• _The request_: Report every line in the items below that contains the word "Target", copying each line in full.

## BEGIN

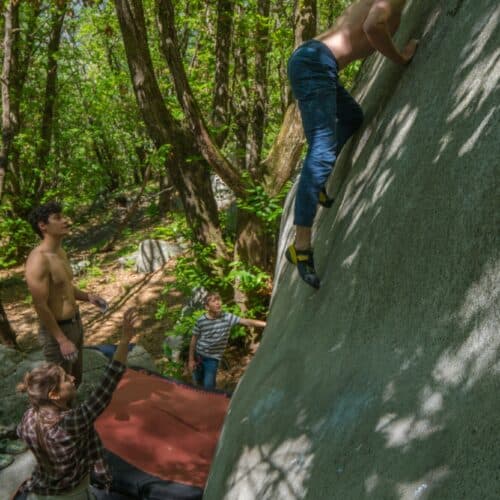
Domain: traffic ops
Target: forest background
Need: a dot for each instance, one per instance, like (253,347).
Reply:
(147,100)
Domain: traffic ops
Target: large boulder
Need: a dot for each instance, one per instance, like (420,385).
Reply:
(385,383)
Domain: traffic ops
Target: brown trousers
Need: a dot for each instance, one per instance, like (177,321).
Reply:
(74,331)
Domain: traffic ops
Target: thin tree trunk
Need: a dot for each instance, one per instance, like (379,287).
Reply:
(220,103)
(191,179)
(257,124)
(240,95)
(305,20)
(50,95)
(7,335)
(284,156)
(130,212)
(200,134)
(10,89)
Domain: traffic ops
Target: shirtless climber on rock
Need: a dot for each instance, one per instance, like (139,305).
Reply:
(329,114)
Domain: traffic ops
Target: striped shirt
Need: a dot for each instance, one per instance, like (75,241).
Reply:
(72,445)
(213,334)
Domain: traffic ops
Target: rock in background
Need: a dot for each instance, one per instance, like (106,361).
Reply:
(385,383)
(154,254)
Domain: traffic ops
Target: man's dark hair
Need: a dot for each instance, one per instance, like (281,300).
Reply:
(42,214)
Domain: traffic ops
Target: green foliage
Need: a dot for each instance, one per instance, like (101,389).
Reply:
(16,237)
(265,207)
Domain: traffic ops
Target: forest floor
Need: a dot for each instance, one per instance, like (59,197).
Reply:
(121,286)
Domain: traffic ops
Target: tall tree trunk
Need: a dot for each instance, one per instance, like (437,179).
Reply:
(191,178)
(50,95)
(200,134)
(7,335)
(305,20)
(220,103)
(10,90)
(257,123)
(285,153)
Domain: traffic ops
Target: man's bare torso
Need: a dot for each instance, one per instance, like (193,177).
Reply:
(61,300)
(347,39)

## END

• _Task output_:
Target: forest background
Target: large boulder
Target: brown trousers
Target: thin tree trunk
Target: shirtless climber on rock
Target: striped shirt
Target: rock in background
Target: man's dark hair
Target: green foliage
Target: forest floor
Target: tall tree trunk
Target: man's bare torso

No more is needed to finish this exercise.